Source passage:

Medical imaging AI: the bubble will break in 2-3 years

 

 

The buzz around artificial intelligence (AI) in medical imaging has turned into a boom, which is turning into a bubble. When the bubble breaks, start-ups better have a solid sales strategy, according to leading Spanish researcher in quantification.

Deepening gap between funding and profit

Funding in start-ups who develop AI for medical imaging is increasingly moving away from actual value and companies should be ready in terms of self-sustainability and sales for when the tide changes, according to Angel Alberich-Bayarri, scientific-technical director of the Biomedical Imaging Research Group (GIBI230) and CEO of QUIBIM, a spin-off company of La Fe Polytechnics University Hospital in Valencia, Spain.

“The valuation of companies has increased much over their actual profits. Funds and investors that are novel to the radiology business are entering the game. There is a huge gap between how much investment a company receives and the money it actually makes,” he said.

A recent report illustrates the magnitude of the speculation around AI in medical imaging. While about 90% of the listed companies registered less than 500K in sales in 2017, many had received over $30m in funding, three over $50m and one over $70m, according to market data provider Signify Research (1). High investment means that there is a risk for the original researchers and founders to lose control and ownership of the company. Companies who did not develop a solid sales strategy or have not been acquired are also at risk when the spell fades out, Alberich-Bayarri warned.

“AI will change how we interact with everything, including radiology. Before the market auto-regulates, there will be a moment when investors understand the real value of a product and investment goes down. That’s probably going to happen in the next two to three years. To quote Warren Buffet: Only when the tide goes out, do you discover who’s been swimming naked. When that happens, I’d rather have my swimming suit on,” Alberich-Bayarri said.

Quantification tools to expedite workflows

To make sure he does, Alberich-Bayarri is developing machine-learning tools for imaging data quantification, to accelerate image reconstruction, segmentation, detection and data mining. “Advances in machine learning that help quantify imaging data can tremendously advance radiology,” he said. For image reconstruction, AI could help significantly reduce MRI acquisition times, by using raw data generated by the modality. With algorithms that process data using deep learning for under sampled MRI reconstruction, QUIBIM managed to identify all regions and tissues, and their potential variability.

Integrating all the data to do radiomics, i.e. extract and mine all the available, and even yet unknown, information on shape, texture, volume, diffusion, etc., is crucial to find new biomarkers that can help answer unsolved clinical questions. Segmentation will benefit greatly from AI. “Very soon every processing pipeline of medical imaging will have to implement segmentation, because it will help save large amounts of time,” Alberich-Bayarri said.

The U-net convolutional neural network, which was developed at Freiburg University, Germany, has considerably improved the task by drastically reducing the number of images needed for training and yielding more precision. Deep supervision to generate output segmentation masks combining multi-layer and multiresolution information is also helpful to perform segmentation.

Using these techniques, Alberich-Bayarri has managed to segment the liver on MRI, and can notably separate proximal vessels and characterize fat, iron and even search for lesions. His researchers also label images in all planes, as errors may occur when using only one network that has been trained with transversal, sagittal or coronal images. “When we combine all the information and generate a tissue probability map, liver segmentation is almost perfect,” he said.

For detection, once the structure and organs are visualized, Alberich-Bayarri recommends using both supervised and non-supervised AI clustering to extract further information from an imaging scan, depending on the application. Non-supervised AI clustering can help extract and mine quantitative information that is not yet visible on imaging.

For doubtful cases, QUIBIM has developed an abnormality indicator that can be included in the radiologists’ worklist, to help them prioritise reading tasks. The abnormality score has been trained to give more weight to life-threatening findings, such as mass or big opacities.

Task requirements:
1 – In the medical imaging AI article, when does Alberich-Bayarri expect investment to go down?
2 – Please write out the part of the medical imaging AI article starting with "Medical imaging AI: the" and going on through "researcher in quantification.".

Source records
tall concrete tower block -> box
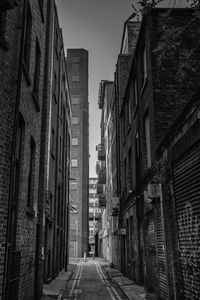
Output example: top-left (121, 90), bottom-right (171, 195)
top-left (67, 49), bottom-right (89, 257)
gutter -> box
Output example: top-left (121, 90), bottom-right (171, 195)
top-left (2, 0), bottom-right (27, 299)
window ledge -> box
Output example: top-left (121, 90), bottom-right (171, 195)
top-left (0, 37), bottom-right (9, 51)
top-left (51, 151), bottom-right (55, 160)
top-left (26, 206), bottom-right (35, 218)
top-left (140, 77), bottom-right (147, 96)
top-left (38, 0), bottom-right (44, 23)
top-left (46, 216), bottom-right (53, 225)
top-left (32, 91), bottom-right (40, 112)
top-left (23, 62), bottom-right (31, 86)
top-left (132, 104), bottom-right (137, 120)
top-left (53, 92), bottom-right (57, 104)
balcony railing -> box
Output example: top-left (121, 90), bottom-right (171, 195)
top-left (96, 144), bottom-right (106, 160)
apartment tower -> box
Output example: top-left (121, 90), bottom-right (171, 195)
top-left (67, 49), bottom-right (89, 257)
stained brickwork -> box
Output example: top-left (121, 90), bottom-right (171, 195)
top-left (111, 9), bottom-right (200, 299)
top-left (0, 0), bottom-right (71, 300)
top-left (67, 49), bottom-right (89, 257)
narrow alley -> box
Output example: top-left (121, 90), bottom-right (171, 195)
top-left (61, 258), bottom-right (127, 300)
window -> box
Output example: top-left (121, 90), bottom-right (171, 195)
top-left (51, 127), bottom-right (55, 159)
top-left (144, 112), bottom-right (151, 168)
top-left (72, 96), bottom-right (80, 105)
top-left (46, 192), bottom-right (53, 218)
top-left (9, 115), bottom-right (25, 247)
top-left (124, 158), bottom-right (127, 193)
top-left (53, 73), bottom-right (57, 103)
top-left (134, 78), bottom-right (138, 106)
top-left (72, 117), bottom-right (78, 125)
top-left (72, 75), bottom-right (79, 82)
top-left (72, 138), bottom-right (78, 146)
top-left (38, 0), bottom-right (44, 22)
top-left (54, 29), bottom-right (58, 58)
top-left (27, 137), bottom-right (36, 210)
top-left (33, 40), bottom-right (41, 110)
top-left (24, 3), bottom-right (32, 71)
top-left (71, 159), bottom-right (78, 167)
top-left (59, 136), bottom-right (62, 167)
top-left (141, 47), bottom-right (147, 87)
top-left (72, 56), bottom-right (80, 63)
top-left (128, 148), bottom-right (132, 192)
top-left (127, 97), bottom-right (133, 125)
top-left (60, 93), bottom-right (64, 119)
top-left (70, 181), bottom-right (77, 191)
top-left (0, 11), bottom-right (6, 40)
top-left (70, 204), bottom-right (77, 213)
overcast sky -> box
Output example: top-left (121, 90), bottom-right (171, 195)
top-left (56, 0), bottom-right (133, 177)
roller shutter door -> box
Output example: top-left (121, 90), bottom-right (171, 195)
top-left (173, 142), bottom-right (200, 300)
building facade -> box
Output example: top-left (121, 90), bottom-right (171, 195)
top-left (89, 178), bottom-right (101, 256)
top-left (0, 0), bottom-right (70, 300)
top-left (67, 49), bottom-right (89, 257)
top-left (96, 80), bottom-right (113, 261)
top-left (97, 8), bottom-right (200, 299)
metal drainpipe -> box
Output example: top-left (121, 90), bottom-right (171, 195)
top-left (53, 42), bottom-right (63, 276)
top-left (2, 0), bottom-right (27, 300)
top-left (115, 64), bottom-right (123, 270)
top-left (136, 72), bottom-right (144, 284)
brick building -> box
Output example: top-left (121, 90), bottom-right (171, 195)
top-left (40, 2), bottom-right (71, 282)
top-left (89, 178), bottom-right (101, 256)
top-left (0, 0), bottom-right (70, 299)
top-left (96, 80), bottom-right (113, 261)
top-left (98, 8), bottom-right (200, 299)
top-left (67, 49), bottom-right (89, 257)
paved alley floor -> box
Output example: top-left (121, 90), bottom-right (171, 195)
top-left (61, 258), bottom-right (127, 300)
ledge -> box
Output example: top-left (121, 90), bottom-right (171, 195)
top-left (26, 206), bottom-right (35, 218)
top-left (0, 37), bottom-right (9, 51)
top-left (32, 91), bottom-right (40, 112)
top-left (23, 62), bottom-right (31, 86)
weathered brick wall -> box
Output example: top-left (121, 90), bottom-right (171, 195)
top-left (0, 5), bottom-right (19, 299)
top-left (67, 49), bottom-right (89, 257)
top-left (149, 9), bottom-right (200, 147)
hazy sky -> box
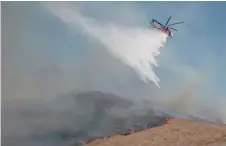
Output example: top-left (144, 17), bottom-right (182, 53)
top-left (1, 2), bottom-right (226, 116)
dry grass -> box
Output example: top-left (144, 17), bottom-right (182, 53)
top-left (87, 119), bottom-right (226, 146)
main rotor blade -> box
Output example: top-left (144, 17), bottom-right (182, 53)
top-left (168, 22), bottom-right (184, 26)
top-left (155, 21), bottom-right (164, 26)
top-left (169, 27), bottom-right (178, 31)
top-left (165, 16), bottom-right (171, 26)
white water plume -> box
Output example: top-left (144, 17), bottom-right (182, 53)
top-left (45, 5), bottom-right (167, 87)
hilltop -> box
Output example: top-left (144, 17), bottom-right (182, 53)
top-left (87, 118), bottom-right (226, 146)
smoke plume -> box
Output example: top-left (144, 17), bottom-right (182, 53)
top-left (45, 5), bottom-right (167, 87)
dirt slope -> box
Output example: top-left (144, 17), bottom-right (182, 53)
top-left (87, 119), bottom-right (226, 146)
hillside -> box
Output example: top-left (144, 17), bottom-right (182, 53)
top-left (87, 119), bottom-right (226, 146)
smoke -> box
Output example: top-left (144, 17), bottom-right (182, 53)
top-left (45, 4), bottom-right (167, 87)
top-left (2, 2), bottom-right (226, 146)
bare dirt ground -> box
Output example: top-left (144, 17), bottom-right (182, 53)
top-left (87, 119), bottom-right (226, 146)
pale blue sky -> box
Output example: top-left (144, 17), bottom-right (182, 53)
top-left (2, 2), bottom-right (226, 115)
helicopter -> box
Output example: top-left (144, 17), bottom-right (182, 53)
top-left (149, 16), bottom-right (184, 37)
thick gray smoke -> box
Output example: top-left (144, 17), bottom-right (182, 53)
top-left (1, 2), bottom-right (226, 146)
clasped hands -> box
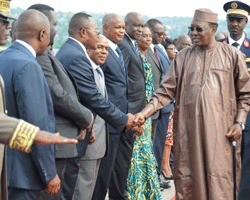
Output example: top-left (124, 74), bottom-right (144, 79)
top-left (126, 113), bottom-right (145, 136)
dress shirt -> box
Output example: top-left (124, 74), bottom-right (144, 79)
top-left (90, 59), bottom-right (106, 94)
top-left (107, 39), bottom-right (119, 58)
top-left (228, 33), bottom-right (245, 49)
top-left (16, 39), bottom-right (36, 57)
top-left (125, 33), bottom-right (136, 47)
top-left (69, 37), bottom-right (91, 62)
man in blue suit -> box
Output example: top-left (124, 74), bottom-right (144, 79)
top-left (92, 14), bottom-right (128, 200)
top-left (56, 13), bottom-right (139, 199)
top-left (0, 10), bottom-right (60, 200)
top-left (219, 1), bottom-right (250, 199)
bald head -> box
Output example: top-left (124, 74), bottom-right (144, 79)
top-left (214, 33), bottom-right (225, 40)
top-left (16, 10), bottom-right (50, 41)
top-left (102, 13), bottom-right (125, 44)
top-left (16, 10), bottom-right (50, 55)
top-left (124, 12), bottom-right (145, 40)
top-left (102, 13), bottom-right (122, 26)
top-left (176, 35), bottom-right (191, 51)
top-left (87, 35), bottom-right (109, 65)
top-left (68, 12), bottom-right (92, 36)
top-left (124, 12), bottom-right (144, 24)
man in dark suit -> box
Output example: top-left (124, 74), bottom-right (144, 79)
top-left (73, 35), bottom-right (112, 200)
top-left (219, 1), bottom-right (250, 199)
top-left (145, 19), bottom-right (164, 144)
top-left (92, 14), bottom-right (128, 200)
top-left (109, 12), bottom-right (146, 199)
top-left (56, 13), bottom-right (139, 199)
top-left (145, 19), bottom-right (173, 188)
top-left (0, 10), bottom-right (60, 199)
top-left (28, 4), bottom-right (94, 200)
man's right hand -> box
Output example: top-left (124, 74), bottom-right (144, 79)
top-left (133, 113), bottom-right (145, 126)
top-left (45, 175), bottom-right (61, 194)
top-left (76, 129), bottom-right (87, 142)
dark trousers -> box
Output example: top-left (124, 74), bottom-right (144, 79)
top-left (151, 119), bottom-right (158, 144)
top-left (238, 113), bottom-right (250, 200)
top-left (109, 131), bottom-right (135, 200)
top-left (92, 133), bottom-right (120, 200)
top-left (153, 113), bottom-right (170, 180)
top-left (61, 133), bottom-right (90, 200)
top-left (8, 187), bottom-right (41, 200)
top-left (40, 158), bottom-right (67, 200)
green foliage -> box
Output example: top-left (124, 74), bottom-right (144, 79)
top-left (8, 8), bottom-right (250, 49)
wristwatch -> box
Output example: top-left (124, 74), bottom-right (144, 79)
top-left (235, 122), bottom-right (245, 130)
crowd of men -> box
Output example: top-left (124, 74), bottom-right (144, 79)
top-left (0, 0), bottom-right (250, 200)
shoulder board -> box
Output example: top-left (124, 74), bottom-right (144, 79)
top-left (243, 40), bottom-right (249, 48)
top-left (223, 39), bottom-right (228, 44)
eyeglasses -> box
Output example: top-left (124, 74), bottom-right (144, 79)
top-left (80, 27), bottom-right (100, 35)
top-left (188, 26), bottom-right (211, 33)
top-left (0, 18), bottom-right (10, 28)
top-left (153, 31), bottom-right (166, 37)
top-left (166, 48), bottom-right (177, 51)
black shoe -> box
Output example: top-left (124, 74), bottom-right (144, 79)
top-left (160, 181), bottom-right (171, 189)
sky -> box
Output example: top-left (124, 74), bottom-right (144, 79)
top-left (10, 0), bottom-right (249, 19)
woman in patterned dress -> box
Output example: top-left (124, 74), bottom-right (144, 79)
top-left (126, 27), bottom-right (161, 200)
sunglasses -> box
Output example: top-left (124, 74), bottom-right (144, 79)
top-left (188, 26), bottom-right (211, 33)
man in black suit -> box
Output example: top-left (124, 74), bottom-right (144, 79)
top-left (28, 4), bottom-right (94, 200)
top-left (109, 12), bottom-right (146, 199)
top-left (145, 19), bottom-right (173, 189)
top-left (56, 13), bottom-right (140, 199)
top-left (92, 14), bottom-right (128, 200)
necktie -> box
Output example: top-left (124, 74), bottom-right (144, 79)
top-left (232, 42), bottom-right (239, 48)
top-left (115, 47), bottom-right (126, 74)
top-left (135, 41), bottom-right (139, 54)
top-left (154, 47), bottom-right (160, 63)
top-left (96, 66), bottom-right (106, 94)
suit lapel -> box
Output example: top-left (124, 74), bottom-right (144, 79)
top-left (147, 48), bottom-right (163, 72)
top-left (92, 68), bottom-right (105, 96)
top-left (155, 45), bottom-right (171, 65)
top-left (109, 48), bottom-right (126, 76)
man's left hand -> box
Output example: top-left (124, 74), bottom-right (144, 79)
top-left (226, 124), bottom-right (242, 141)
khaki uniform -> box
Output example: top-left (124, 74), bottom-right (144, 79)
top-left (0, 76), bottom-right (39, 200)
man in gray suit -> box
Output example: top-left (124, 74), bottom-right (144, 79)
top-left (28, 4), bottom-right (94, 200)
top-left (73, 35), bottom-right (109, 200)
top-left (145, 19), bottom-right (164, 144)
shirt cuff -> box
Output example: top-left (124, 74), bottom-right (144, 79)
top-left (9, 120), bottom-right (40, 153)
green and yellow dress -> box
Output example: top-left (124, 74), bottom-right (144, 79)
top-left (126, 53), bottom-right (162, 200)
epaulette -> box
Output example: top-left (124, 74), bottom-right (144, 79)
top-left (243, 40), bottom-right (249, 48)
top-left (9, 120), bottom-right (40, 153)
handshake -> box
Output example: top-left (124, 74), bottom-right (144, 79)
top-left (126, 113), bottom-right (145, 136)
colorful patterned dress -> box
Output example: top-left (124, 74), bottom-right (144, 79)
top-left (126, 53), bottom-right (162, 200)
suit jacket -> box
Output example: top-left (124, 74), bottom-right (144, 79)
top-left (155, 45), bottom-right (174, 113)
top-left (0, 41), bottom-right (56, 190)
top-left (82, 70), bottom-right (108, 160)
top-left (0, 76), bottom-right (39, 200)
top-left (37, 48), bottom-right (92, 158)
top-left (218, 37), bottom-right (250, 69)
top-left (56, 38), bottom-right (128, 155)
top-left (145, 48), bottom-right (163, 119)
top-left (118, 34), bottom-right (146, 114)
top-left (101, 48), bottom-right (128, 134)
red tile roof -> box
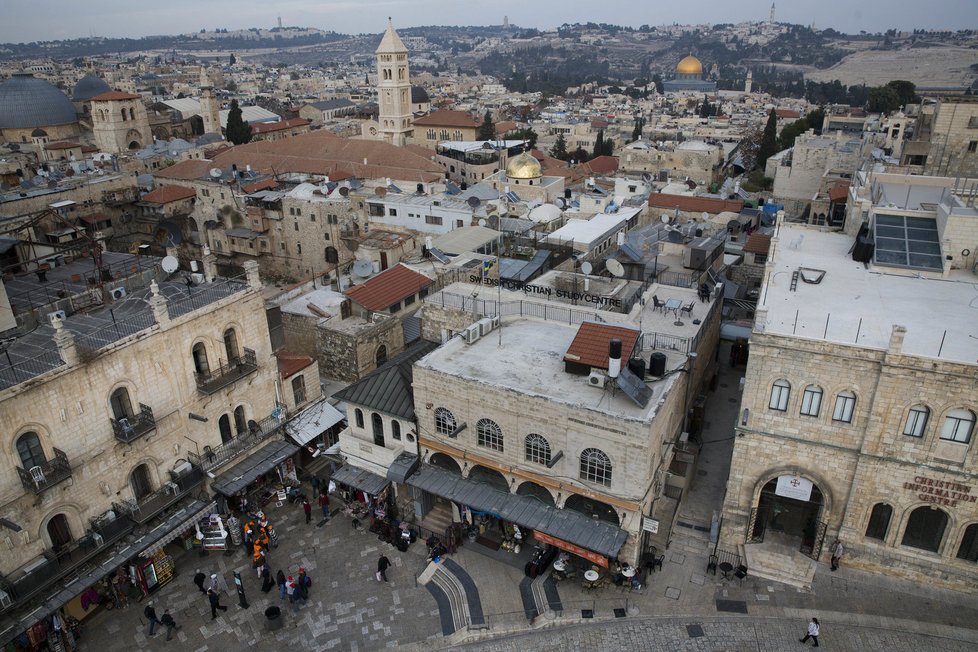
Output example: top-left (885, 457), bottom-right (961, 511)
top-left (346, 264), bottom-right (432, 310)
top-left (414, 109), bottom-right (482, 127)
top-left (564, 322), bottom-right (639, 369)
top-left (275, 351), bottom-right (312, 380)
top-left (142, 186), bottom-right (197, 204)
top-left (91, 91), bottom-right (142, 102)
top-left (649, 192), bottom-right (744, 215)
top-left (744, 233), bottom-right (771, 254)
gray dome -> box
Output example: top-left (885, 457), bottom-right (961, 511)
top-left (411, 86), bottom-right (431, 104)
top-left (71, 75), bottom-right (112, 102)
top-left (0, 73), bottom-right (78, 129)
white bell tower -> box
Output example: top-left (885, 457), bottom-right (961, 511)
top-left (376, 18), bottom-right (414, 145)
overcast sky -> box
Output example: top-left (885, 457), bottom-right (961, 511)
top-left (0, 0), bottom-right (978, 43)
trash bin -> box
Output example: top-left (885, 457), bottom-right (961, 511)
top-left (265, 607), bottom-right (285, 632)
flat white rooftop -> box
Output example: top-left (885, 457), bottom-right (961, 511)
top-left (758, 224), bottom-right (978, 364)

Answers for the tasks:
1 – Probably in the next two to three years.

2 –
Medical imaging AI: the bubble will break in 2-3 years

 

 

The buzz around artificial intelligence (AI) in medical imaging has turned into a boom, which is turning into a bubble. When the bubble breaks, start-ups better have a solid sales strategy, according to leading Spanish researcher in quantification.